What is expected >> Starting at the line that contains "For the evaluation set, tag every instance of the built-in wall", transcribe every remaining line of the entries exactly, including the last one.

··········

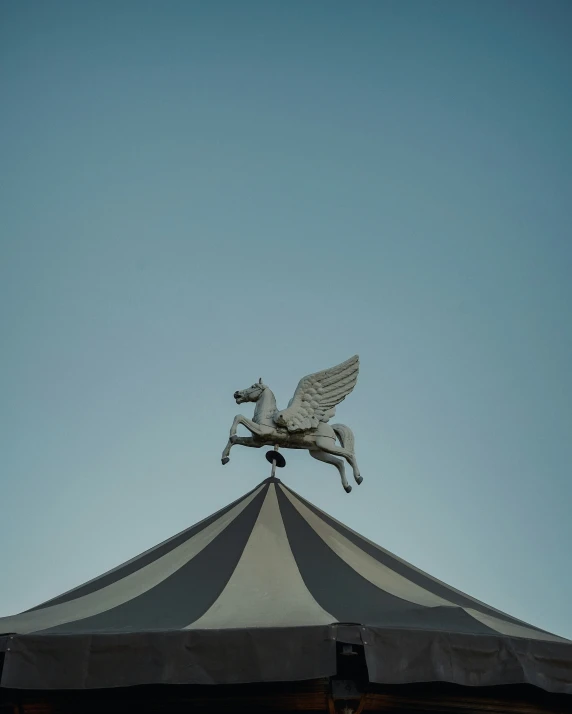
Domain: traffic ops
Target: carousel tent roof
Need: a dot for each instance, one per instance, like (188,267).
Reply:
(262,591)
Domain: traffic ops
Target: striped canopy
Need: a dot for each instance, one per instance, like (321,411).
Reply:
(273,566)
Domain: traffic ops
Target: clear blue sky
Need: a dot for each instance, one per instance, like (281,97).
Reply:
(196,194)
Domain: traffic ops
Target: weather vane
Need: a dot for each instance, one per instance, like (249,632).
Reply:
(304,424)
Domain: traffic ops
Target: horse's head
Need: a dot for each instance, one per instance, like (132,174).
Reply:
(252,394)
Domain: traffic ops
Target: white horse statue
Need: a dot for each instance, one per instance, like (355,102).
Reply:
(304,424)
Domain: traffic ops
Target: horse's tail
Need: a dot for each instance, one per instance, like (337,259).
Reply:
(346,436)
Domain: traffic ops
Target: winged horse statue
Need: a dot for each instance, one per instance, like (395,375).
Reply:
(304,424)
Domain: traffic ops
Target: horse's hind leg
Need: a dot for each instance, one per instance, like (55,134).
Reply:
(338,463)
(240,440)
(329,446)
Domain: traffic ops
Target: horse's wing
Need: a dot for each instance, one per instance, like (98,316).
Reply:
(317,396)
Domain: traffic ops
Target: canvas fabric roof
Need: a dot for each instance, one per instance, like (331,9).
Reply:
(262,591)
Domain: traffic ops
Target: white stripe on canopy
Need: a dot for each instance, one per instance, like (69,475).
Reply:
(128,587)
(266,588)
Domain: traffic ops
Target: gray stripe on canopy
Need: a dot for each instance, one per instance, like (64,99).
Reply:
(409,571)
(339,589)
(369,568)
(141,560)
(266,589)
(129,587)
(185,595)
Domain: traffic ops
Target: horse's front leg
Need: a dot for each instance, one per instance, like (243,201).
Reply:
(241,441)
(244,441)
(252,426)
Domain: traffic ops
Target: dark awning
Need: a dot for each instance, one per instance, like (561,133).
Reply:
(261,591)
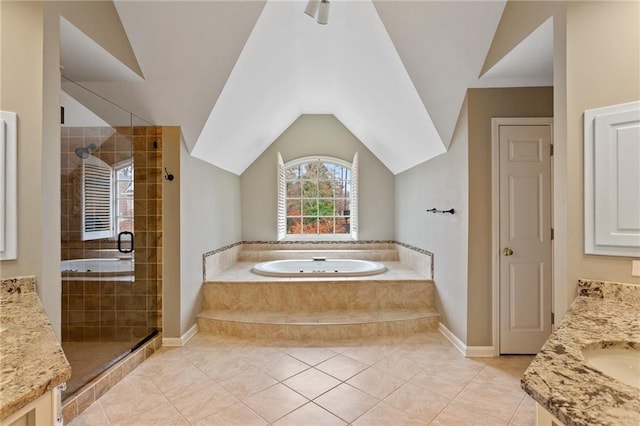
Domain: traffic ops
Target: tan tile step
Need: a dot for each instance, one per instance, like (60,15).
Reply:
(318,325)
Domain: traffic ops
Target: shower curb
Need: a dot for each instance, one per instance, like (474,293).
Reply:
(79,401)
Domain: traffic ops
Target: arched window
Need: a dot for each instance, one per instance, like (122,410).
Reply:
(317,198)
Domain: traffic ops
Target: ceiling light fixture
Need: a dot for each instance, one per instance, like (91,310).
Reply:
(319,8)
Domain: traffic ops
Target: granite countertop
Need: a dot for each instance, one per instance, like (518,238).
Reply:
(605,314)
(31,359)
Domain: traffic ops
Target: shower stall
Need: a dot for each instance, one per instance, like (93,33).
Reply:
(110,232)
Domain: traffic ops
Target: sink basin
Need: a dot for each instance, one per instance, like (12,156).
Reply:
(623,364)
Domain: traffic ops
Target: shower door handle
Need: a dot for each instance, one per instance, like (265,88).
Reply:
(131,241)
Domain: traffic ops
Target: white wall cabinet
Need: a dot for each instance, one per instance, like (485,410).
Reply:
(612,180)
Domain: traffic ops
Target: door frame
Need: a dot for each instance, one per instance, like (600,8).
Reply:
(496,122)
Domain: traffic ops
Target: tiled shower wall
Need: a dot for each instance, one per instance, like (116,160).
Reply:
(114,310)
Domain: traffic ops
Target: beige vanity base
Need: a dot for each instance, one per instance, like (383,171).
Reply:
(545,418)
(39,412)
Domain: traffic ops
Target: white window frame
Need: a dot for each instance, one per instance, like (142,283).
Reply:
(92,169)
(282,199)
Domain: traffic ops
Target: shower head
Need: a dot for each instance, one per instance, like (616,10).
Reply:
(84,152)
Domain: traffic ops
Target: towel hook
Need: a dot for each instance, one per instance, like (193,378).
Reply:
(434,210)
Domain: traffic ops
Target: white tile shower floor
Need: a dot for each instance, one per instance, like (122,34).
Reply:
(417,380)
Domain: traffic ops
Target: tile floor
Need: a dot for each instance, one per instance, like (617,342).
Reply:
(416,380)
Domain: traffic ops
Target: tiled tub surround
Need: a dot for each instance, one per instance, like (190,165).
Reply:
(238,302)
(216,261)
(560,380)
(32,361)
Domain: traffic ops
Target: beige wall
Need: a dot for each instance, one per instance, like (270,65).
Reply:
(171,233)
(30,87)
(519,19)
(442,183)
(484,104)
(99,20)
(317,135)
(210,219)
(602,68)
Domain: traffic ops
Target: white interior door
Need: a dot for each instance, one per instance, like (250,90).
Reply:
(525,237)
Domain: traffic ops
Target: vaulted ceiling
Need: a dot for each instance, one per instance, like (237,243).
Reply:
(235,74)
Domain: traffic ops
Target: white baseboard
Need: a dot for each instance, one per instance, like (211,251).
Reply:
(481,352)
(182,340)
(467,351)
(457,343)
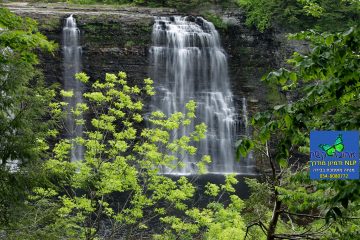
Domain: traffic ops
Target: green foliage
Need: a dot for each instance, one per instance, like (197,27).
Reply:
(23,109)
(117,187)
(324,85)
(295,15)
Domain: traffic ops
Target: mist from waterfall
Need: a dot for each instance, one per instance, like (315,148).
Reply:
(72,65)
(188,63)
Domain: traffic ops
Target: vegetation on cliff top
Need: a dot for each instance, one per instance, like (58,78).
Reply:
(116,191)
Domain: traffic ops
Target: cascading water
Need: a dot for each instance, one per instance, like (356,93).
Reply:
(189,64)
(249,166)
(72,65)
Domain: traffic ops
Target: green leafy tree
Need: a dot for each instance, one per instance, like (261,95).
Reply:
(296,15)
(117,189)
(324,89)
(23,101)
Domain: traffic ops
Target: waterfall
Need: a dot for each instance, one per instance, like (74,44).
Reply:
(249,166)
(188,63)
(72,65)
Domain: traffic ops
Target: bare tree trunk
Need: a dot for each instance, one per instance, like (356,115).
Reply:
(274,218)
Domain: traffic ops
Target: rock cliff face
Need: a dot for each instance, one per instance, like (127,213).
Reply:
(119,39)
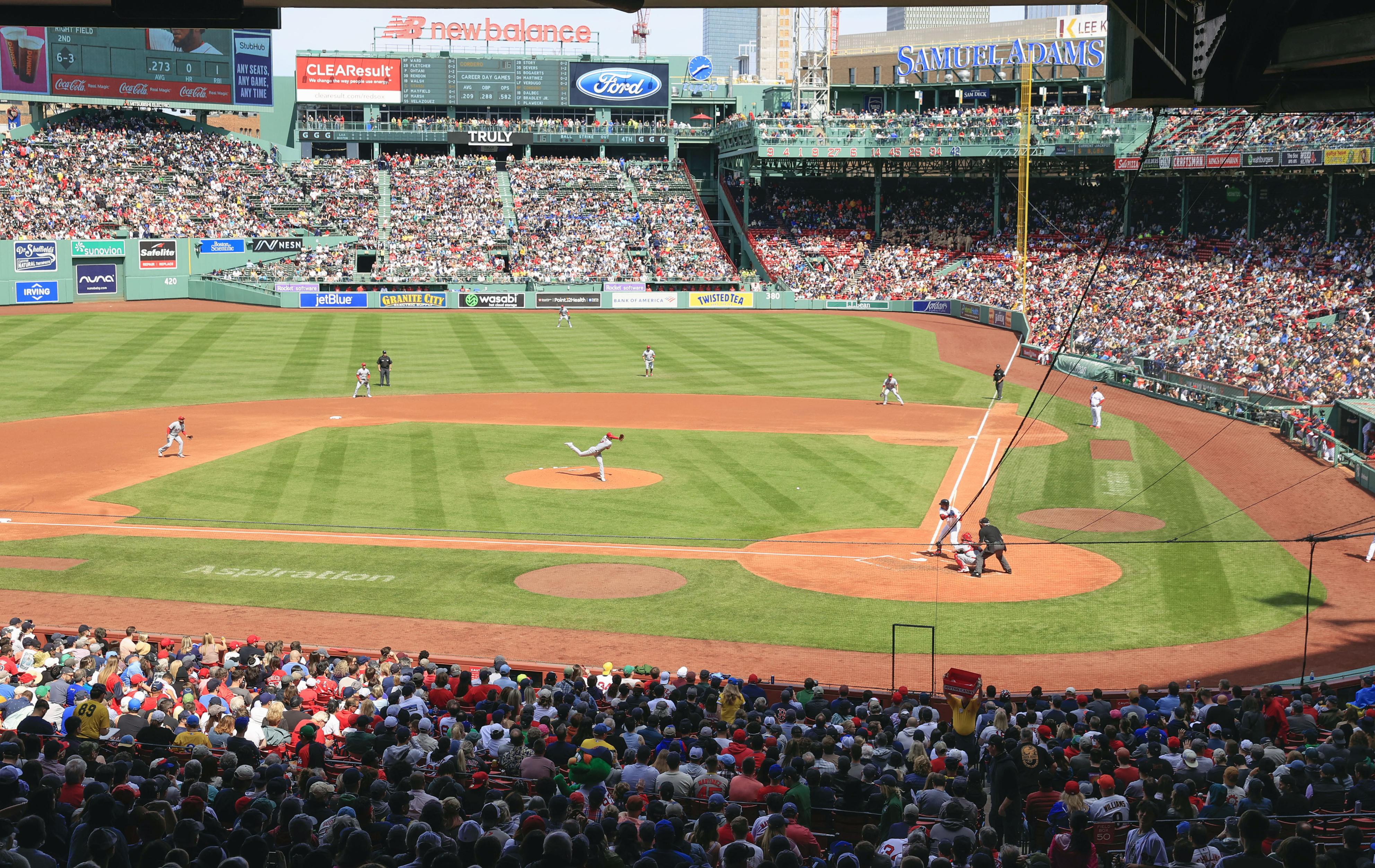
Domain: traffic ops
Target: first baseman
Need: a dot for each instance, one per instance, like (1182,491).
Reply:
(890,387)
(603,445)
(175,433)
(949,524)
(364,381)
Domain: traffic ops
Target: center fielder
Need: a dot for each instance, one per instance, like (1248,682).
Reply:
(949,525)
(890,387)
(364,381)
(175,433)
(603,445)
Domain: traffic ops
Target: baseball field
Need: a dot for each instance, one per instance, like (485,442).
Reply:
(764,512)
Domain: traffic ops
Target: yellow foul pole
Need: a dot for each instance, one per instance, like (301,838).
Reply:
(1024,182)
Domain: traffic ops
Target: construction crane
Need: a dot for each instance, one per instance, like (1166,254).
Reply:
(640,32)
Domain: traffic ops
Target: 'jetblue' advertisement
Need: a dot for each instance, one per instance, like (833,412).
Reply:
(619,84)
(333,300)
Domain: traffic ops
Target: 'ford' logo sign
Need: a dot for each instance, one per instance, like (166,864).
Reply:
(618,83)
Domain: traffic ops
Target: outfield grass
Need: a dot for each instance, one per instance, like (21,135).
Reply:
(717,485)
(75,363)
(721,601)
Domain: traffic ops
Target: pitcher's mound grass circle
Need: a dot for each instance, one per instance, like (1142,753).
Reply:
(1092,521)
(890,564)
(600,582)
(584,478)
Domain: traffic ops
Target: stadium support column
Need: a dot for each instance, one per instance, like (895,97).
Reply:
(1184,205)
(878,202)
(1127,212)
(997,196)
(1250,208)
(1332,208)
(744,198)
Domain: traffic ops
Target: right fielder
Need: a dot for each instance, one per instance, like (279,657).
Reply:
(949,525)
(364,381)
(603,445)
(175,433)
(890,387)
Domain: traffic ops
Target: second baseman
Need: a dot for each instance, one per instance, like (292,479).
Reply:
(175,433)
(603,445)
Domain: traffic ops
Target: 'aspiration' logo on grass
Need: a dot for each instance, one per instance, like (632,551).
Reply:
(280,573)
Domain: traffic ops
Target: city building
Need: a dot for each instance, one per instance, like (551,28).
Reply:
(1051,10)
(923,17)
(724,32)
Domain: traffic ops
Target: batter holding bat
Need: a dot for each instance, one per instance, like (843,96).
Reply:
(175,433)
(603,445)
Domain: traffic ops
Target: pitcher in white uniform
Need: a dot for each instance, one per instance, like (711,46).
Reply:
(175,433)
(603,445)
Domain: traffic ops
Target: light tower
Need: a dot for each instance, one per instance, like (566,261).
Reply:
(817,38)
(640,32)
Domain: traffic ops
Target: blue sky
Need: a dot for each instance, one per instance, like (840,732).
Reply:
(673,32)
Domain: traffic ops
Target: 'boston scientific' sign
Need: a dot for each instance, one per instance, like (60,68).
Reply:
(1061,53)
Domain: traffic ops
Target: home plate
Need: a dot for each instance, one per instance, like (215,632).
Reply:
(889,562)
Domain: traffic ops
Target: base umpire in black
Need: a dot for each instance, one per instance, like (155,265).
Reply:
(990,540)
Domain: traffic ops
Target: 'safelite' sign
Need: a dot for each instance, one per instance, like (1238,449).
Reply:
(157,255)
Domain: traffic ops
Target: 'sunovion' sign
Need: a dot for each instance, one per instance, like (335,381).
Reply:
(1059,53)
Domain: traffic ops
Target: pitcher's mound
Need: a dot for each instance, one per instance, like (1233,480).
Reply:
(1092,521)
(600,582)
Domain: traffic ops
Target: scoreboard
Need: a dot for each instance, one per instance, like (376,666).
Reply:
(483,81)
(134,65)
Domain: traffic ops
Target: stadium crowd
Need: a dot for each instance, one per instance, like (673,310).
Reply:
(614,220)
(124,752)
(1286,315)
(93,175)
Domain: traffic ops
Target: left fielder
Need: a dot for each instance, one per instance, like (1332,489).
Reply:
(603,445)
(949,525)
(175,433)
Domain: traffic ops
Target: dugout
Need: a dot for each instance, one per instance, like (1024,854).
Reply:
(1348,418)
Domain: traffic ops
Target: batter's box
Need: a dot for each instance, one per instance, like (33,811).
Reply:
(892,562)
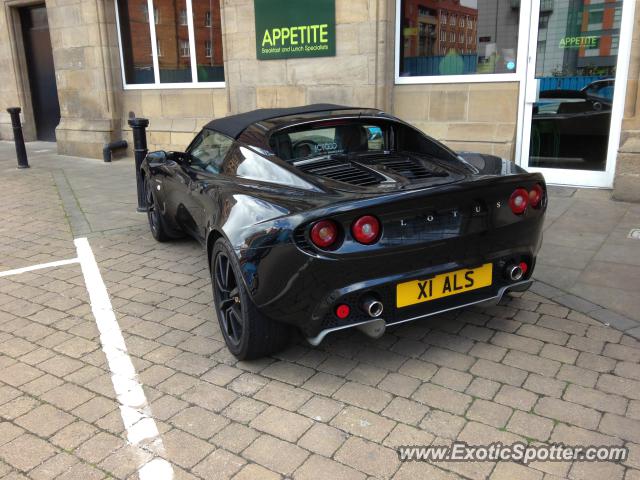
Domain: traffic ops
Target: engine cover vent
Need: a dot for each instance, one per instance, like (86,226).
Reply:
(341,171)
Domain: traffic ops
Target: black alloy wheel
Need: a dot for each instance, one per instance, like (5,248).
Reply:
(229,300)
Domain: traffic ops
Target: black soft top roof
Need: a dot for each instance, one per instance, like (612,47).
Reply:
(234,125)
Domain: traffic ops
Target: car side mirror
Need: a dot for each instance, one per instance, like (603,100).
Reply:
(158,157)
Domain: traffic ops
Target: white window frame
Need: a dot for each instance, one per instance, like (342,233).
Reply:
(154,52)
(517,76)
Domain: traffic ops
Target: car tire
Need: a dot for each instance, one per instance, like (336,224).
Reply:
(154,215)
(247,333)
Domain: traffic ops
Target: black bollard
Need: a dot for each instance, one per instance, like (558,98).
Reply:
(18,138)
(138,125)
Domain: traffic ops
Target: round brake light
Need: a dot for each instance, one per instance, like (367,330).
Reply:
(324,233)
(366,229)
(535,195)
(519,200)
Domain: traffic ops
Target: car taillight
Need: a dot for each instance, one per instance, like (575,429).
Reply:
(366,229)
(324,233)
(519,200)
(535,195)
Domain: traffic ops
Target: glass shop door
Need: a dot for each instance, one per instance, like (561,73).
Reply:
(574,89)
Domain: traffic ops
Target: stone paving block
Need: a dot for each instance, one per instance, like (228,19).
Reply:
(587,471)
(516,397)
(532,363)
(220,464)
(283,395)
(323,439)
(622,352)
(543,334)
(499,372)
(531,426)
(619,385)
(363,396)
(415,470)
(8,431)
(26,452)
(199,422)
(53,467)
(235,437)
(512,470)
(544,385)
(209,396)
(398,384)
(276,454)
(185,449)
(321,409)
(281,423)
(452,379)
(568,412)
(363,423)
(288,373)
(488,412)
(622,427)
(627,370)
(578,375)
(442,398)
(44,420)
(406,411)
(585,344)
(320,468)
(447,358)
(482,388)
(407,435)
(595,399)
(368,457)
(443,424)
(561,354)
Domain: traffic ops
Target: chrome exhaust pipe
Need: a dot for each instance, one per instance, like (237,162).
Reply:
(372,306)
(514,272)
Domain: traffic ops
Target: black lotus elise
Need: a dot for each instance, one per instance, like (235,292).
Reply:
(327,217)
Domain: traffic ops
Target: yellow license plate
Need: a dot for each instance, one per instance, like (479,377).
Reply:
(443,285)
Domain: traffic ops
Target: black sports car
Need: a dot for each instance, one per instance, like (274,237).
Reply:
(327,217)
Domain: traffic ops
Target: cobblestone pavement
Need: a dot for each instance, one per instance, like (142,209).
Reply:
(527,370)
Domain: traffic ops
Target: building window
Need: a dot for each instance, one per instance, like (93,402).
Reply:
(459,53)
(175,61)
(184,48)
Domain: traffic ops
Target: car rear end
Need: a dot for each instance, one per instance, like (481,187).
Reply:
(405,255)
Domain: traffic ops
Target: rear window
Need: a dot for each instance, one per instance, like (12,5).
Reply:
(330,138)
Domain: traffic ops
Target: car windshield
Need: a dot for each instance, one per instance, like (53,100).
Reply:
(330,137)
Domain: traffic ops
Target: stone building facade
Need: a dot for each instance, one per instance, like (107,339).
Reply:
(95,106)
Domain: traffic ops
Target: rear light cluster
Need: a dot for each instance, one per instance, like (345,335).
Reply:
(521,199)
(326,234)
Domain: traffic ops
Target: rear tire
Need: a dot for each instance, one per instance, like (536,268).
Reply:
(154,215)
(247,333)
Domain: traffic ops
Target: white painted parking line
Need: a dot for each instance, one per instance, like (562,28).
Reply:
(142,431)
(40,266)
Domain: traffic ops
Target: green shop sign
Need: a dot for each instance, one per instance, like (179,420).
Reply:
(295,28)
(591,41)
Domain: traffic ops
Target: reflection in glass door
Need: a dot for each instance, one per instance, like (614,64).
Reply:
(570,90)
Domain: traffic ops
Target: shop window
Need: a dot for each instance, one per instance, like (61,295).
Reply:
(486,43)
(188,44)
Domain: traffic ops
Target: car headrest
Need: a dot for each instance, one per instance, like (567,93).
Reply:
(283,146)
(352,138)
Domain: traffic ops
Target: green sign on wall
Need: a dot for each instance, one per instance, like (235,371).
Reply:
(295,28)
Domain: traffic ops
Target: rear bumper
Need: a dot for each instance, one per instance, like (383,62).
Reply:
(516,287)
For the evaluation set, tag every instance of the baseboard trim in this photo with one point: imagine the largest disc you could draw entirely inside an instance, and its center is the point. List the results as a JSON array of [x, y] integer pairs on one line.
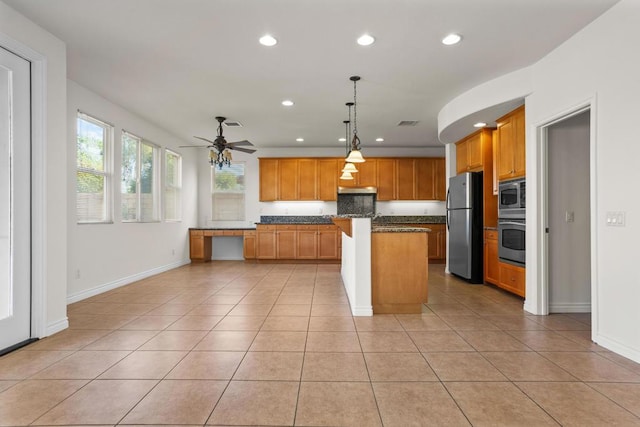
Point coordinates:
[[570, 307], [617, 347], [79, 296], [57, 326]]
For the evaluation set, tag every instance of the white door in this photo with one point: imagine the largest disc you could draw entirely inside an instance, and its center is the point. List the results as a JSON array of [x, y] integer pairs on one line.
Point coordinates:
[[15, 200]]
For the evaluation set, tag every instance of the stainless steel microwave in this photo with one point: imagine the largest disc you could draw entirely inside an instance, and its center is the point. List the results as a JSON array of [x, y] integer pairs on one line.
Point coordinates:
[[512, 199]]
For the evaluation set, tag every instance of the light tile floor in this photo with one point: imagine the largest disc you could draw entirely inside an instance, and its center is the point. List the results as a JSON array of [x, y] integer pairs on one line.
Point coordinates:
[[233, 343]]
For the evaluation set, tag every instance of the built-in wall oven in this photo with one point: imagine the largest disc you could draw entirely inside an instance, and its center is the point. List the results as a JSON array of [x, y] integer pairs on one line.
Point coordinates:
[[511, 221], [511, 240]]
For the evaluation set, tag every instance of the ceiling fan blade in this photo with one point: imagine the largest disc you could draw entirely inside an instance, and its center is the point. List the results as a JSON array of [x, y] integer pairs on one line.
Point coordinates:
[[205, 139], [243, 142], [244, 150]]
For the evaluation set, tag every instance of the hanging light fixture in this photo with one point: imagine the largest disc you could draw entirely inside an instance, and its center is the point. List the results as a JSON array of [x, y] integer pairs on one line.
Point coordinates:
[[355, 156]]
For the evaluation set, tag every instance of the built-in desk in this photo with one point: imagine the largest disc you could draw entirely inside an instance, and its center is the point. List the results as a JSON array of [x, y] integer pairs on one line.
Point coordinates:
[[200, 241]]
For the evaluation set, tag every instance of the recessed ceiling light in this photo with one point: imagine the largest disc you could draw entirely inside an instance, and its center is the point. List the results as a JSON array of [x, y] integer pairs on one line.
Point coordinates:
[[451, 39], [268, 40], [366, 40]]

··········

The reply >>
For the evaluation set, tag every instance of the built-in wall oven in this photo with one point: imagine the largest disc you could draw entirely inside an instance, and its center is the point. List the results as a JSON array of [x, y] integer pairs on one line.
Point coordinates:
[[511, 221], [511, 240]]
For the evaluation set, tag every instance of the ceiling fan blade in this photo with one point: imagine the largest disc you could draw entirely inside an instance, and its center is the point. List the results as a JSON array of [x, y] integer pairs on one line.
Point coordinates:
[[205, 139], [243, 142], [244, 150]]
For the evaluation set, tag every instance of the hanging light fixture in this photo with one point: imagine the largest disc you could draw entirely inside an instance, and its center is the point. List the results as a JSON array of [x, y] integer pairs on one line.
Point coordinates:
[[355, 156]]
For the evaluation set, tag every instance of the built-in desk in this photo with one point: imagine the largest disc you could draw entirely inside an instance, and its center is the point. List the results as a JSON array of [x, y] integer pairs on one line.
Point coordinates:
[[200, 241]]
For the evaluation set, tag every instance of the recessed ceiling light in this photo with one point: imagine the largest disc you could draw entirely inside an instance, and its center is the point. List the results as a JSON array of [x, y] integer pairs on one line.
Point coordinates:
[[451, 39], [268, 40], [366, 40]]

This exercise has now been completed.